Acacia trigonophylla is a flowering shrub in the family Fabaceae. It is an upright shrub with angled branches, golden yellow globular flowers and is endemic to Western Australia.

==Description==
The multi-branched pungent shrub is typically 1 to 2.5 m in height with an erect habit. The green branchlets are angled from the stem. The phyllodes are continuous with branchlets forming narrow triangular wings that are 1 to 6 cm long and 1 to 3 mm wide. It blooms between August and November producing yellow flowers.

==Taxonomy==
The species was first formally described by the botanist Carl Meissner in 1848 as part of Johann Georg Christian Lehmann's work Leguminosae. Plantae Preissianae. It was briefly reclassified as Racosperma trigonophyllum in 2003 by Leslie Pedley before being reverted to the current name in 2006.

The type specimen was collected by James Drummond in 1844 in the Swan River Colony.

> _Activity list_:
#1 In the Acacia trigonophylla article, who collected the type specimen, and in what year?
#2 Continue the Acacia trigonophylla article, starting after its final sentence.

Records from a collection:

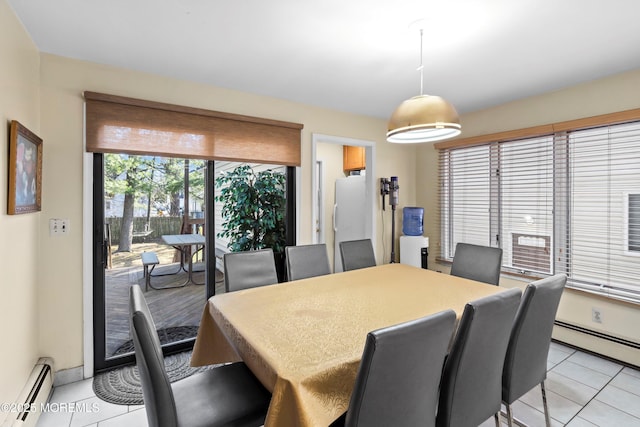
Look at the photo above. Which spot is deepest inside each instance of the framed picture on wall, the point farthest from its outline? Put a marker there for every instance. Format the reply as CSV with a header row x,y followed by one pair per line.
x,y
25,170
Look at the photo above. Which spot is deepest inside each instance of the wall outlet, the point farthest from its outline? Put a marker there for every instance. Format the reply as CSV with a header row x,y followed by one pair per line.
x,y
58,226
596,315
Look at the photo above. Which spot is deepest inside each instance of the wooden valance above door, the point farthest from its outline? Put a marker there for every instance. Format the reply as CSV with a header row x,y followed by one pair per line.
x,y
116,124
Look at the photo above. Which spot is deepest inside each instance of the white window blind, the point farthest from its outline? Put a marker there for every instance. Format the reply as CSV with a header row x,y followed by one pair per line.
x,y
465,197
603,169
565,202
526,204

> _Results of the tasks_:
#1 James Drummond collected it in 1844.

#2
Plants with shorter phyllodes are often confused with Acacia incurva or Acacia daviesioides. A. trigonophylla one of only a few Acacia species in which the aril faces the base of the pod only Acacia dentifera has the same arrangement.

==Distribution==
It has a scattered distribution from the Mid West, Wheatbelt, Peel and Great Southern regions. It is found as far north as Three Springs, south as Mount Barker and east as Lake Grace. It is found in swamps, on hill sides and among granite outcrops where it grows in sandy granitic or lateritic soils.